> **THE TASKS**
A. In the homemade ice cream article, at which store were the fresh figs found in June?
B. Continue the homemade ice cream article from its final line.

> **DOCUMENT SEGMENT**
──────────────────────────────

116 3rd St SE
Cedar Rapids, Iowa 52401
The waning weeks of summer can be a time of squeezing in trips, yard work and kitchen projects.
A few days ago, I realized, here it is the middle of August and not one single batch of homemade ice cream has been made. It then came to me with some sadness that several summers have passed without my summer ice cream tradition. Too many distractions of life.
When I was growing up, my family made ice cream frequently throughout summer. The flavor usually was vanilla, though Daddy always argued for peach. Sometimes there were strawberries from the garden.
August is the birth month of my mother and her mother, so I decided to make strawberry ice cream as that was Mother’s favorite.
I love Dana Cree’s book “Hello, My Name Is Ice Cream: The Art and Science of the Scoop.” She explores how and why to achieve the very best flavor and texture in homemade ice cream. The recipe for strawberry sherbet is straightforward and easy to follow, producing a creamy and slightly tangy scoop that isn’t too rich. Some custard-based ice creams are simply too eggy and rich. While the sherbet base is cooked, it isn’t a custard and therefore doesn’t contain eggs.
For the second batch, I wanted to explore no-churn ice creams that are increasingly popping up on social media. In their simplest form, these recipes are based on freshly whipped cream into which is folded a sweetened milk mixture, often sweetened condensed milk. The mixture is then placed in the freezer to harden.
I don’t know why we didn’t think of this sooner as the real purpose of churning ice cream is to whip air into the mixture as it freezes. This method takes a shortcut and produces a satisfying result. Will it replace the old-fashioned method? Not for me, but it’s fun and easy.
The no-churn recipe features vanilla ice cream layered with homemade strawberry jam and fig preserves. If you want to make an expat Southern country girl cry, just mention fresh figs as they are hard to find outside the South. With great joy did I find fresh figs at Trader Joe’s in June and bought 6 pounds (no lie), most of which I made into fig preserves. I proudly carried a couple jars to my sister in Louisiana and she pronounced them as good as Mother’s. We’ve not had real fig preserves in several years.
In our world, the figs were often so plentiful they were incorporated into pies and preserves using strawberry gelatin. Even then, I considered it somewhat of a sacrilege, but I remember it tasted pretty good. So this second scoop is an homage to the strawberry-fig friendship.
What do you want to enjoy in these last days of summer? I hope you can fit it all in. Make some ice cream if you can. Let’s pretend summer will never end.
1 1/4 cups strawberry puree made with frozen strawberries that have partially thawed, then pureed in a blender.
1/2 cup buttermilk
1/2 teaspoon lemon juice
1 1/2 cup milk
1/2 cup cream
3/4 cup sugar
1/2 cup light Karo syrup
1 tablespoon plus 1 teaspoon cornstarch mixed with 2 tablespoons of cold water
Whisk together the strawberry puree, buttermilk and lemon juice in a small bowl. Refrigerate.

──────────────────────────────

> **SUPPLIED ENTRIES**
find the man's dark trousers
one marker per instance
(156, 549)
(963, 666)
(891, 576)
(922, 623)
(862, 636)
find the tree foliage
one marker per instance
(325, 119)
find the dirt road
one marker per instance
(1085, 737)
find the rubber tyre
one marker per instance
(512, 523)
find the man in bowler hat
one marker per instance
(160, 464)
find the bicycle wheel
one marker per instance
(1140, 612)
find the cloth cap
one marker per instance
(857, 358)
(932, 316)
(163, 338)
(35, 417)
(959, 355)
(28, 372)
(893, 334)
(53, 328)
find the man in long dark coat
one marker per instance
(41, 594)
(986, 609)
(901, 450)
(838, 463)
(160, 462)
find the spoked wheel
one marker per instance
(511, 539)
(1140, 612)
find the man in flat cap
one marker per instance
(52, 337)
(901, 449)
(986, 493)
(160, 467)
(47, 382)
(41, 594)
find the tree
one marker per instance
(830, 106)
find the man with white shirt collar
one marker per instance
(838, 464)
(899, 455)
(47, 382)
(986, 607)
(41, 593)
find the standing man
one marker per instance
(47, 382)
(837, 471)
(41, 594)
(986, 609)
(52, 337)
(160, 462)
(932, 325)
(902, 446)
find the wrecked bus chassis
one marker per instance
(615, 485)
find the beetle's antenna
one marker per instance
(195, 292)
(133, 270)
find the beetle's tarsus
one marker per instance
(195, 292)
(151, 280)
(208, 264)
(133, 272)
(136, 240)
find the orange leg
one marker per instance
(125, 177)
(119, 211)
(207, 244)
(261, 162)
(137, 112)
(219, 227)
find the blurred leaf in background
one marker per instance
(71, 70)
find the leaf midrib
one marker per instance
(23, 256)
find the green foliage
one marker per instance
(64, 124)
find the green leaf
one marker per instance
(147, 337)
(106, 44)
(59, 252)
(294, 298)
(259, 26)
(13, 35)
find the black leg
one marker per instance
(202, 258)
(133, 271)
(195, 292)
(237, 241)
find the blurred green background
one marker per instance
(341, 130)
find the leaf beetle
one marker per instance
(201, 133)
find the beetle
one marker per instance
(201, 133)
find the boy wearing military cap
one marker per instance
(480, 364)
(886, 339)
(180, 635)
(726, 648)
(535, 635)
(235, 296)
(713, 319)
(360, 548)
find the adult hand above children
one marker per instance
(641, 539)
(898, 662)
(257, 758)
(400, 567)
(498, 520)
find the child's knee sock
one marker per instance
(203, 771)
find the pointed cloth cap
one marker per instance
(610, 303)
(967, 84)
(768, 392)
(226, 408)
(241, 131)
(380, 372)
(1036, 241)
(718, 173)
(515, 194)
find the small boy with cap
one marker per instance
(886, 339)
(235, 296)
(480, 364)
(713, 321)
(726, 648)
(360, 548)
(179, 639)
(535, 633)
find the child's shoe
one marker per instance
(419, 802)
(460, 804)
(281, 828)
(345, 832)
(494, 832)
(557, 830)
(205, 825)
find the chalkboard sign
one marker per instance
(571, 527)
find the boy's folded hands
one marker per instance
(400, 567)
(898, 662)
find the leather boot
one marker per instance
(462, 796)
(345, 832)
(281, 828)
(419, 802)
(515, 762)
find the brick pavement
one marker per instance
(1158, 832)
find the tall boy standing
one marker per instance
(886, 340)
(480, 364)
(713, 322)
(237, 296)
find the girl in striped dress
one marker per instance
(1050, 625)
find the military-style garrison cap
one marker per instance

──────────────────────────────

> **ANSWERS FOR THE TASKS**
A. Trader Joe's

B.
Place the milk, cream, sugar and Karo syrup in a heavy-bottomed saucepan over medium-high heat. Cook, whisking occasionally to prevent the milk from scorching. When the mixture comes to a full rolling boil, reduce heat to a low simmer. Stir in the cornstarch mixture. Simmer for 2 minutes, then remove the pot from heat.
Immediately pour the base into a shallow metal or glass bowl. Nestle this bowl in a larger bowl that is partially filled with icy cold water. Stir occasionally until the mixture cools.
When the base is cool to touch, remove from ice bath and combine with the strawberry mixture. Whisk until evenly combined. Strain the sherbet through a fine-mesh sieve to remove the strawberry seeds. (This is optional.)
Transfer to the refrigerator to cure for 4 hours or overnight.
Churn using your ice cream maker’s instructions. The sherbet will have a texture of soft serve ice cream. For a harder texture, scoop it into a container with airtight lid and store in the freezer until it hardens completely, approximately 4 hours. Yields between 1 and 1/2 quarts sherbet.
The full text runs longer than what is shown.